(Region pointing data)
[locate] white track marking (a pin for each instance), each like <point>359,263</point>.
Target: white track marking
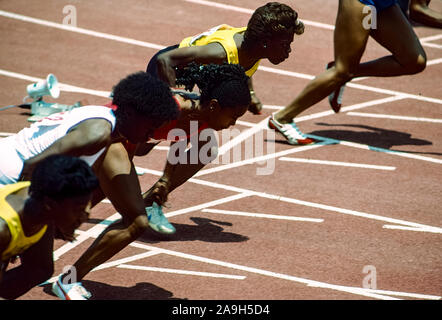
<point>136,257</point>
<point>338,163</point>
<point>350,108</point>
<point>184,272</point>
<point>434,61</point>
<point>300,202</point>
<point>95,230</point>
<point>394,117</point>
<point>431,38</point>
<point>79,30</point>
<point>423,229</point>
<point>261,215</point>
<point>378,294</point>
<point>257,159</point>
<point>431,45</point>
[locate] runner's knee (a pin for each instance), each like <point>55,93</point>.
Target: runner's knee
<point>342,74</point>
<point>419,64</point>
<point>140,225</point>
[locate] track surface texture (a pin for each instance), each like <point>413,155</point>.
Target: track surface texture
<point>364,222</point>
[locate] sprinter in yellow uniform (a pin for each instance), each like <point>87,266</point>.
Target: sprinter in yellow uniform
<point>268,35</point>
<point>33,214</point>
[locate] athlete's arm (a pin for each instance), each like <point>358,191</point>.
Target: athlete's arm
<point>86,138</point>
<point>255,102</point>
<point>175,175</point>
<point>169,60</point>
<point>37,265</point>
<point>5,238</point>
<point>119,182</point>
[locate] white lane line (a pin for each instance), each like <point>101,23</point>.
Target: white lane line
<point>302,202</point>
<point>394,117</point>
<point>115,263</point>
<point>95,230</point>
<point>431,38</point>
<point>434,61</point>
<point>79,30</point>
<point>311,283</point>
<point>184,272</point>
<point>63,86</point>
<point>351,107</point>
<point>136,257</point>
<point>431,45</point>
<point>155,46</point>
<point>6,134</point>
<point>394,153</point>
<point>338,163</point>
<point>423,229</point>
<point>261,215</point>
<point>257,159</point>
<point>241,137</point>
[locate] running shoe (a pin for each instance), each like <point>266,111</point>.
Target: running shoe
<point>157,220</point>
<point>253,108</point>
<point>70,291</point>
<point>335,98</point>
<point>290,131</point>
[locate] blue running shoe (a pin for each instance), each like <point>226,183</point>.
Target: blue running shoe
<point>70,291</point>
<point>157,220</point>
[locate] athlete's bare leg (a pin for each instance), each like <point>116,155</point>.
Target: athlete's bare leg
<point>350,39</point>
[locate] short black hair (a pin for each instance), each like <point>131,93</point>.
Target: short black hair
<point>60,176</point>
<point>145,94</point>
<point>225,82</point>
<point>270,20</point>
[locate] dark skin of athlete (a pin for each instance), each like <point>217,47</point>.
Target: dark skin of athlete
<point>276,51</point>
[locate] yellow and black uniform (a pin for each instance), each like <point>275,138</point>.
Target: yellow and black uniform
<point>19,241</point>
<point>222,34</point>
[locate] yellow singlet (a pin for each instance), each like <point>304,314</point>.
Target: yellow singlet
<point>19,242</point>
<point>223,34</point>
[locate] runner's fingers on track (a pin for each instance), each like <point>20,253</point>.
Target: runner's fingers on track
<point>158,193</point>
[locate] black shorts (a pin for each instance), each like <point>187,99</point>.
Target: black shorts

- _What to work on_
A faithful copy of the records above, without images, is what to give back.

- _Answer area_
[locate] white track marking (a pin for each instance), each like <point>359,263</point>.
Target: white track marking
<point>136,257</point>
<point>338,163</point>
<point>350,108</point>
<point>184,272</point>
<point>434,61</point>
<point>300,202</point>
<point>95,230</point>
<point>394,117</point>
<point>431,38</point>
<point>79,30</point>
<point>423,229</point>
<point>261,215</point>
<point>378,294</point>
<point>257,159</point>
<point>431,45</point>
[locate] runner's knee (a pin for each instance), each like <point>55,93</point>.
Target: runner's knee
<point>342,74</point>
<point>419,64</point>
<point>140,225</point>
[locate] track surface texture (a pin for each instance), each like <point>413,155</point>.
Target: track surface texture
<point>364,222</point>
[locate] sprinter in yellow uniform (a pin for each instance), each like <point>87,266</point>.
Target: sprinter in yellow uniform
<point>268,35</point>
<point>33,214</point>
[locate] athlete's arm (a pin for each instance), each like <point>358,191</point>.
Target: athlete's arm
<point>86,138</point>
<point>255,102</point>
<point>175,175</point>
<point>169,60</point>
<point>37,265</point>
<point>5,238</point>
<point>119,182</point>
[locate] white lane line (a pin for each instance), each like <point>101,23</point>.
Target: white lane line
<point>302,202</point>
<point>394,117</point>
<point>115,263</point>
<point>95,230</point>
<point>431,38</point>
<point>434,61</point>
<point>79,30</point>
<point>311,283</point>
<point>184,272</point>
<point>63,86</point>
<point>351,107</point>
<point>136,257</point>
<point>431,45</point>
<point>155,46</point>
<point>6,134</point>
<point>394,153</point>
<point>338,163</point>
<point>423,229</point>
<point>261,215</point>
<point>257,159</point>
<point>241,137</point>
[locate] running shoe (a pin for each instance), each like <point>266,111</point>.
Target: running shoe
<point>157,220</point>
<point>253,108</point>
<point>70,291</point>
<point>335,98</point>
<point>290,131</point>
[locate] blue running shoe (a pin for each instance), each like <point>226,183</point>.
Target: blue running shoe
<point>70,291</point>
<point>157,220</point>
[locate] athlete's bare leg (a pin for each instance), each like <point>116,155</point>.
Target: athlete's bare leg
<point>350,39</point>
[locate] short black hair (a pin for each instance), each like <point>131,93</point>.
Target: short black hair
<point>60,176</point>
<point>145,94</point>
<point>225,82</point>
<point>270,20</point>
[locate] dark skin of athlete (a pin for each instance), each like <point>217,47</point>.
Target: dark skin of athlete
<point>276,51</point>
[locate] yellow and black uniform (a pin for each instance), each like <point>275,138</point>.
Target: yellow and black uniform
<point>19,241</point>
<point>222,34</point>
[locate] yellow singlet (a pin for each instance), each like <point>304,314</point>.
Target: yellow singlet
<point>19,242</point>
<point>223,34</point>
[locate] runner's fingers on track (a pin for each instance), each like <point>20,253</point>.
Target: runner's fingers on track
<point>158,193</point>
[locate] black shorts (a pin for each instance), each like <point>187,99</point>.
Target: black shorts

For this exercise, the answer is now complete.